- Task prompt
Reproduce the entries word for word, from their very beginning through the line containing "point(580, 581)", with both ends included.

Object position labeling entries

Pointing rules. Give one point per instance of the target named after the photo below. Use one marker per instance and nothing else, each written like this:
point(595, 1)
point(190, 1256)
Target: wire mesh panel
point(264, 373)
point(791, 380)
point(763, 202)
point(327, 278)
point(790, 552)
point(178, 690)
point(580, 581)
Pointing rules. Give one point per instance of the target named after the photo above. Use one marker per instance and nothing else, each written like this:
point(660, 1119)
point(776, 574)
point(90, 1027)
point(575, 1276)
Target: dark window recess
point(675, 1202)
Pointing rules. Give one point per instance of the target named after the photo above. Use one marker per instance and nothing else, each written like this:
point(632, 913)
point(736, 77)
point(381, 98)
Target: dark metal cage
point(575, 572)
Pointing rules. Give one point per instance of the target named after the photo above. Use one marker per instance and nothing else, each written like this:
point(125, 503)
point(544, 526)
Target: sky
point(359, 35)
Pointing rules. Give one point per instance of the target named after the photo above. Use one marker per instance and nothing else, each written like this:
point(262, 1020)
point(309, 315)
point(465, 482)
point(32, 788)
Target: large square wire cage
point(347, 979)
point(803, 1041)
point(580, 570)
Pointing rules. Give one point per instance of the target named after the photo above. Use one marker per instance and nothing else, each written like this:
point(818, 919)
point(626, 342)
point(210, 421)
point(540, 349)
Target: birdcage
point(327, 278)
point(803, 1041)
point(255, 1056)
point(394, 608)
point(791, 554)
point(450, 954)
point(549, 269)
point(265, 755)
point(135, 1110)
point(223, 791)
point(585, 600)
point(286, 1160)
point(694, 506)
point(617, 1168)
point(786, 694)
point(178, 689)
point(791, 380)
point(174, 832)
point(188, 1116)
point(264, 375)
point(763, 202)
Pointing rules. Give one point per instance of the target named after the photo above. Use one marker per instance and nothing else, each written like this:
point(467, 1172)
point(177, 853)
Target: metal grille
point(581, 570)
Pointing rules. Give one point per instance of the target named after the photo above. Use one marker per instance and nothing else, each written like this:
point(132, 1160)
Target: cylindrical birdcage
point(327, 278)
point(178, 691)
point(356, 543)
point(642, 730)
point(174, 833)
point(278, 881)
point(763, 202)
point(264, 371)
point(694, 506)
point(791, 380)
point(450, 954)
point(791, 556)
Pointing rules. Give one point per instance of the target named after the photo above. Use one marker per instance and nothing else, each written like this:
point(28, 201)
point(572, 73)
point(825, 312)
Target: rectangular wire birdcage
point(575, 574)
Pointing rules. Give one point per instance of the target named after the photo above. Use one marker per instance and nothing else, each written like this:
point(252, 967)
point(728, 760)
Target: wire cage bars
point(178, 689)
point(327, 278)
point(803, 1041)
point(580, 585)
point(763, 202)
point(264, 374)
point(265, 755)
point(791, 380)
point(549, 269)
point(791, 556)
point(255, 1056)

- Correct answer
Pointing rules. Give one point per instance of the target named after the photo below. Use one marker per instance and nothing else, each written like this:
point(595, 1)
point(190, 1256)
Target: wire mesh panel
point(264, 373)
point(791, 380)
point(763, 202)
point(327, 278)
point(790, 552)
point(178, 690)
point(580, 581)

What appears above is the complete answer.